● MAAK HET VOLGENDE:
a) Aan welke drie voorwaarden moet een uitvinding volgens het basisprincipe in de tekst over octrooien voldoen om een Europees octrooi te krijgen?
b) Citeer uit de tekst over octrooien letterlijk het stuk dat begint bij "Alle landen die" en doorloopt tot en met "Inventief? Industrieel toepasbaar?".

● TEKSTFRAGMENT:
----------------

Europees octrooi met eenheidswerking geraakt niet van de grond (= EU-octrooi).
Wereldoctrooi?
WTO = world trade organisation /Wereldhandelsorganisatie (wereldhandelsverdrag).
Alle landen die dit verdrag hebben ondertekend, gaan ook akkoord met TRIPs = Trade Related
Aspects of Intellectual Property Rights. Overeenkomst inzake de handelsaspecten van de
intellectuele eigendom. Dit zijn minimumregels om toe te laten dat iedereen, arm, rijk, dichtbevolkt
of niet, kan deelnemen aan internationale handel.
Uitvinding? Nieuw? Inventief? Industrieel toepasbaar?
Voorwerp van bescherming
Uitvindingen
Basisprincipe: “Europese octrooien worden verleend voor uitvindingen, op alle gebieden van
de technologie, mits zij nieuw zijn, op uitvinderswerkzaamheid berusten en vatbaar zijn voor
toepassing op het gebied van de nijverheid”. KENNEN
2
, Def uitvinding: een uitvinding moet een technisch karakter hebben in de mate dat = het
verband houdt met een technisch domein, het verband houdt met een technisch probleem,
technische kenmerken moet hebben.
Voorwerp dat een technische oplossing is voor een technisch probleem!
Niet-uitvindingen:
Ontdekkingen, theorieën, wiskundige methoden, esthetische vormgevingen, stelsels, regels
en methoden voor het verrichten van geestelijke arbeid, computerprogramma’s, presentatie
van gegevens.
Uitsluitingen: niet-octrooieerbare uitvindingen
Uitvindingen die indruisen tegen de openbare orde (tegen de goede zeden), planten- of
dierenrassen, methoden voor de behandeling van het menselijk of dierlijk lichaam door
chirurgische ingrepen of geneeskundige behandeling en diagnosemethoden.

----------------

● AANGELEVERDE GEGEVENS:
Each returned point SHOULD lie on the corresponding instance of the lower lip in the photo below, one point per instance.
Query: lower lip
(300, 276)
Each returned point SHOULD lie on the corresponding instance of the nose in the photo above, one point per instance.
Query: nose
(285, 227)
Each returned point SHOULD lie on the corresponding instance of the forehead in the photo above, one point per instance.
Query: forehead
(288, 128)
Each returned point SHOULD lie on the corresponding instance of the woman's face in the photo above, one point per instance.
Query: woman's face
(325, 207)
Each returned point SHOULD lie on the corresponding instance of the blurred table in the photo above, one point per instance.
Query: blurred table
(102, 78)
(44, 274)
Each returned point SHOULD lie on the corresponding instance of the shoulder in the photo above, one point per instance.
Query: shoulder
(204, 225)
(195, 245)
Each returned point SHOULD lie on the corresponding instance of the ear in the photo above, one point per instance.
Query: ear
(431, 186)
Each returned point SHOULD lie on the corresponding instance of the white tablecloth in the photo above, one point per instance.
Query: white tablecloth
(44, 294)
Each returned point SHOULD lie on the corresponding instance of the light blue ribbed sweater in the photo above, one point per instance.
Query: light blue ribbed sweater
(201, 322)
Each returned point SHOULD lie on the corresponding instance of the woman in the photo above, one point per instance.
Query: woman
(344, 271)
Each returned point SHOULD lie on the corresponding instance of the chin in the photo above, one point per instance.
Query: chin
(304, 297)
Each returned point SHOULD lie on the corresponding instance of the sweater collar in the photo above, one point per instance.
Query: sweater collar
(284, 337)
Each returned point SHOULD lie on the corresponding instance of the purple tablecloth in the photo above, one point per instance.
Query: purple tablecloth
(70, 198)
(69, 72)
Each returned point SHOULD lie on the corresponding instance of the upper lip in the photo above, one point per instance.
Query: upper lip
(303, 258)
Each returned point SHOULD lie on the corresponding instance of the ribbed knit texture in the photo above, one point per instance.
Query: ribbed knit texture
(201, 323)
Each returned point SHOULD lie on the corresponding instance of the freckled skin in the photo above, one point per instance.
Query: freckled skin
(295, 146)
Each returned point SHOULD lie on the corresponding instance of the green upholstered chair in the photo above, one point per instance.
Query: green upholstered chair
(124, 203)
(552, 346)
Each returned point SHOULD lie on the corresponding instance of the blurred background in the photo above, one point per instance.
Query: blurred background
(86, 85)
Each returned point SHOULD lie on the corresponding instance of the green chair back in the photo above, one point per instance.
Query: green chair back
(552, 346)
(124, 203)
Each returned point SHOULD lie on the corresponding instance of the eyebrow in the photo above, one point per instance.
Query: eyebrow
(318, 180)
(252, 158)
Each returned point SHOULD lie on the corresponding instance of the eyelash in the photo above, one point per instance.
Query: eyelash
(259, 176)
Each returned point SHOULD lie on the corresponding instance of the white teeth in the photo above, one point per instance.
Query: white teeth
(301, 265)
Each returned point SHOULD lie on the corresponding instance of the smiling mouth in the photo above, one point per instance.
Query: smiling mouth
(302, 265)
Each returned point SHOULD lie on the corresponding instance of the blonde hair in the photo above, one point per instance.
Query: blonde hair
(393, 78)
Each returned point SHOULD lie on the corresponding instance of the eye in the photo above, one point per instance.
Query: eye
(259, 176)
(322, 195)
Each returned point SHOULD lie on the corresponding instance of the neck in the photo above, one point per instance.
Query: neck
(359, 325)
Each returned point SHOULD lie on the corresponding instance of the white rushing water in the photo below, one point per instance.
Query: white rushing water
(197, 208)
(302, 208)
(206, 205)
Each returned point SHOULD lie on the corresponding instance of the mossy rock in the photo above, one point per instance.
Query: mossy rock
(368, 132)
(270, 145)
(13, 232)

----------------

● ANTWOORDEN:
a) Ze moet nieuw zijn, op uitvinderswerkzaamheid berusten en vatbaar zijn voor toepassing op het gebied van de nijverheid.

b)
Alle landen die dit verdrag hebben ondertekend, gaan ook akkoord met TRIPs = Trade Related
Aspects of Intellectual Property Rights. Overeenkomst inzake de handelsaspecten van de
intellectuele eigendom. Dit zijn minimumregels om toe te laten dat iedereen, arm, rijk, dichtbevolkt
of niet, kan deelnemen aan internationale handel.
Uitvinding? Nieuw? Inventief? Industrieel toepasbaar?